### [The request]
Copy every one of the entries below word for word, keeping each line and number unchanged.

### [Supplied material]
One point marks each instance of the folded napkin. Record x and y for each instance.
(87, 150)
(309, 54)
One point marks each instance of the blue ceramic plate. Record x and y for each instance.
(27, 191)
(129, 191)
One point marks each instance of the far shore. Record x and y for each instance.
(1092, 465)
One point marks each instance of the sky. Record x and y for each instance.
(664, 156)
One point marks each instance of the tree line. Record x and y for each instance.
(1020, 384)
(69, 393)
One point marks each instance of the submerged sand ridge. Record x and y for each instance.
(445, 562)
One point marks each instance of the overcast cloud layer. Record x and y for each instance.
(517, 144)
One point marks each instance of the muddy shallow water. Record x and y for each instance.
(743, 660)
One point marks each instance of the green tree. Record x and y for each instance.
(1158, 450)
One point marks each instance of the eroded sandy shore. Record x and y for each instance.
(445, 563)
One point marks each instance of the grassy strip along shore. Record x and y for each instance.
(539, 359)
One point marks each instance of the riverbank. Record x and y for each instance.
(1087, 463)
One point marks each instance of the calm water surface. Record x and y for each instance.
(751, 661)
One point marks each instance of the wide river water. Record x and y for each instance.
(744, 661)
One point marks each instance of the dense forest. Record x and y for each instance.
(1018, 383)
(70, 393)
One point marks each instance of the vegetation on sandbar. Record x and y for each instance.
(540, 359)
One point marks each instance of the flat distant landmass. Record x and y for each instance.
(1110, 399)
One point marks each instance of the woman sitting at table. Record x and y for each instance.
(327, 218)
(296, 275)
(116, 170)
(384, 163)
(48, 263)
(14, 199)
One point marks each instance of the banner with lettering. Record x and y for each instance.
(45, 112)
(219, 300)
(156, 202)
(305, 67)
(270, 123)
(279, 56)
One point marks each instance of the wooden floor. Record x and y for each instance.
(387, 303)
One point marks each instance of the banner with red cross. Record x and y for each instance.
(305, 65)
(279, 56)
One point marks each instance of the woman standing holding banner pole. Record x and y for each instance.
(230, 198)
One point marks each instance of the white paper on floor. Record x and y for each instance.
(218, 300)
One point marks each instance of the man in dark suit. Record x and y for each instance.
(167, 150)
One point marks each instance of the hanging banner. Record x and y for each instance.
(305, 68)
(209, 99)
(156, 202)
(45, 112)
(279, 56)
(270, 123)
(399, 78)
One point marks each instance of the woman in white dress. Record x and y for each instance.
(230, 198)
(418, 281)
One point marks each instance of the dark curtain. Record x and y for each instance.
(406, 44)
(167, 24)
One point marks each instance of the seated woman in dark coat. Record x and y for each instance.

### [Reply]
One point marks each instance of the folded napkin. Record x and y for each instance.
(87, 150)
(309, 54)
One point marks each instance of the blue ceramic plate. Record x and y for each instance.
(27, 191)
(129, 191)
One point marks each instance of the far shore. Record x and y for each instance.
(1092, 465)
One point marks each instance of the sky. Record x and y for each instance.
(664, 156)
One point marks each instance of the tree line. Record x and y for each instance.
(1020, 384)
(69, 393)
One point marks each instance of the submerged sand ridge. Record x and y for each instance.
(445, 562)
One point marks each instance of the overcast cloud layer. Record x and y for each instance.
(517, 144)
One point marks each instance of the muddy shallow water. Record x and y for each instance.
(743, 660)
One point marks each instance of the green tree. Record x and y for each instance.
(1158, 450)
One point marks each instance of the eroded sandy shore. Record x and y for each instance.
(445, 563)
One point marks each instance of the grassy strip along shore. Record x and y for each instance.
(539, 359)
One point marks each instance of the riverbank. Record x and y for each instance.
(1087, 463)
One point marks each instance of the calm water surface. Record x and y for each instance.
(751, 661)
One point marks each instance of the wide river water. Record x and y for each instance.
(744, 661)
One point marks each instance of the dense forest. Record x and y for each instance.
(1018, 383)
(70, 393)
One point marks each instance of the vegetation on sandbar. Record x and y for each instance.
(540, 359)
One point marks each instance of the flat distant landmass. Record x and y for each instance.
(1110, 399)
One point marks each instance of the woman sitting at table. Record x and y for each instance.
(327, 218)
(296, 275)
(116, 170)
(384, 163)
(48, 263)
(14, 199)
One point marks each instance of the banner with lettering. Record x and y for each instance.
(45, 112)
(219, 300)
(156, 202)
(305, 67)
(270, 123)
(279, 56)
One point marks each instance of the wooden floor. Record x and y for each instance.
(387, 303)
One point marks each instance of the banner with red cross. Record x and y for each instance.
(305, 65)
(279, 56)
One point marks each instance of the woman standing holding banner pole. Record x and y for each instance.
(230, 198)
One point marks each instance of the white paper on floor. Record x and y for each instance.
(218, 300)
One point marks each instance of the man in dark suit. Record x and y for each instance.
(167, 150)
One point marks each instance of the hanging banner. Record x and y for each instance.
(305, 68)
(209, 99)
(156, 202)
(45, 112)
(279, 56)
(270, 123)
(399, 78)
One point marks each instance of the woman in white dress. Record x and y for each instance.
(230, 198)
(418, 281)
One point marks each instance of the dark curtain. Record x and y for each instance.
(406, 44)
(167, 24)
One point marks each instance of the seated woman in dark coat. Record x and y for each instance.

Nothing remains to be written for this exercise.